Excerpted text:
##############################
When the kids in the Sunday morning sprint group catch me at the rest stop, I'm occasionally told I need to put air in my tires.
Then there's wear.  Good tires at rated pressure last 600 mi, but the same tire run at Berto chart pressure lasts 2500 mi.






In the 70s, clinchers weren't worth buying.  The Conti Grand Sport was the first acceptable clincher, but only because it was practical.  It wasn't until a dozen years ago that good clinchers began being made the same way good tubulars are made.


----------



## bulldog1935 (Apr 27, 2018)

hard part is done - hardest thing was getting the Phillips head pin back in place
my new brake cables are due tomorrow - I may ride this thing Sunday



and looking better all the time


----------



## bulldog1935 (Apr 27, 2018)

GiovanniLiCalsi said:


> I still own my 1971 Raleigh International.
> Love the way they ride.
> I bought it when it was new.
> I installed, when purchased, a Cinelli fork, stem and handlebars.
> ...



Giovanni, I think there was also a tendency in the 70s for all of us to want our bikes to be Italian.
Here's how my Grand Prix came out of the 70s, and stayed this way through the 90s (that's the 90s saddle)




Sugino Mighty Comp (Strada clone) crankset, Narrow freewheel on Zeus/Rigida wheelset, Shimano 600 derailleurs, Splashed with Zeus decorations - enough to make it behave as a different bike from the way it left Cumberland Transit in Nashville (only change when new was a suede Unicanitor saddle).
And we all did it, which is why catalog condition on these bikes is so irrelevant. When we were kids, we put tassels on the grips, a playing card on the spokes, but commuting into campus in college, we wanted to make it efficient and fast.
What's sadder than a mint vintage bike?  Owned but never ridden, lube and tires rotting in place.
##############################
Dataset rows:
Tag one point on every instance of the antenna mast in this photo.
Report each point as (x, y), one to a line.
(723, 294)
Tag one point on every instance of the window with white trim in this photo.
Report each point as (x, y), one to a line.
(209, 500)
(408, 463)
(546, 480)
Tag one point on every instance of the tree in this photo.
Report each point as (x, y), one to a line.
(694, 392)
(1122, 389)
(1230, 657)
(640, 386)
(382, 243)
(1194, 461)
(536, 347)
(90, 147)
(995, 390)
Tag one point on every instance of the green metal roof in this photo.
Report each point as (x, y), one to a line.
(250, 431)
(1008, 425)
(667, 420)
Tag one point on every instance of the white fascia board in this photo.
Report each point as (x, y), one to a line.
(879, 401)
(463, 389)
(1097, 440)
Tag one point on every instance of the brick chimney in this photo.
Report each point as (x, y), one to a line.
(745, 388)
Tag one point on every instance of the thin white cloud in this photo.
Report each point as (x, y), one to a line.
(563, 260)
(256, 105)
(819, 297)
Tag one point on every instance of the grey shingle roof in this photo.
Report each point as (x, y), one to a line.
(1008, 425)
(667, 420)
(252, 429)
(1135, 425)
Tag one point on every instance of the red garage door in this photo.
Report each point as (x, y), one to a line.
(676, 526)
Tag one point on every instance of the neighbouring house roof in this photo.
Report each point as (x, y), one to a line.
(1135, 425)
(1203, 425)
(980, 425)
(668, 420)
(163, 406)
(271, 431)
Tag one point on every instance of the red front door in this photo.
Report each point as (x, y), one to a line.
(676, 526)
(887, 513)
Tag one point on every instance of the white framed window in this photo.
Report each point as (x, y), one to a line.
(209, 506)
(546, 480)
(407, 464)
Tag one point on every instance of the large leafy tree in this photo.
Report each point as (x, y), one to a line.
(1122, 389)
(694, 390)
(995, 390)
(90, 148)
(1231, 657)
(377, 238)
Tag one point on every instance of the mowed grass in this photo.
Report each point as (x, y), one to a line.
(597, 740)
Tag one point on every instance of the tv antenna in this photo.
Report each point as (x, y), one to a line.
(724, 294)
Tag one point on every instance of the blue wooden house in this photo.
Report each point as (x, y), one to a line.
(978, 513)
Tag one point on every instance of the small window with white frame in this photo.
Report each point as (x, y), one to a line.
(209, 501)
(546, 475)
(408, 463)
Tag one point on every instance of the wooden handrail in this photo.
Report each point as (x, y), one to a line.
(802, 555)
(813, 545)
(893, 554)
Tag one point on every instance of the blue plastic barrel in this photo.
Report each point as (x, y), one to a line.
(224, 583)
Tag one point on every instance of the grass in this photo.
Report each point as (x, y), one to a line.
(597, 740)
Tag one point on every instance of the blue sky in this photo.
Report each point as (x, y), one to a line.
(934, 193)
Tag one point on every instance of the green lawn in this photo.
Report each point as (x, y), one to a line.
##############################
Task goal:
Extend the forum discussion of vintage bicycles above, beginning right after its final line, "Owned but never ridden, lube and tires rotting in place."

Exercise response:
The longer you live with a bike, the more you want it to be comfortable, reliable and practical - Here's how the Grand Prix from college went into the new millennium, many of the parts from the first rebuild, same wheels, same crank (with half step rings and wider freewheel, making it easier to pace with friends on newer bikes), new cockpit.



When I got the Phil/Synergy wheelset, went to the cyclotouriste triple, and when the frame got bent in a wreck, found the International frame and simply moved everything from the 3rd rebuild over, changing a few odds and ends.


----------



## bulldog1935 (Apr 29, 2018)

racking up miles again...


 
honestly, this repair finished a lot sooner than I expected


----------



## juvela (Apr 30, 2018)

-----

Ron,

Enjoying very much these detailed posts.  

Thanks for taking the time to do them.

On your Zeus brake levers I wanted to ask what replacement hoods you have found to be a good fit.  Sounds like you are pleased with the Campag replica ones.  Zeus also offered their hoods in an opaque black rubber BITD.  I wonder if they hold up any better than the gum version...

Have quite a few Zeus fittings in me stores.

-----


----------



## bulldog1935 (Apr 30, 2018)

juvela said:


> -----
> 
> Ron,
> 
> ...



Thanks Roger,
If you've ever messed much with Zeus components, they're reverse-engineered Campy, and the parts are interchangeable.
When my Zeus hubs from 1978 needed cones 10 years ago, used NOS Record cones.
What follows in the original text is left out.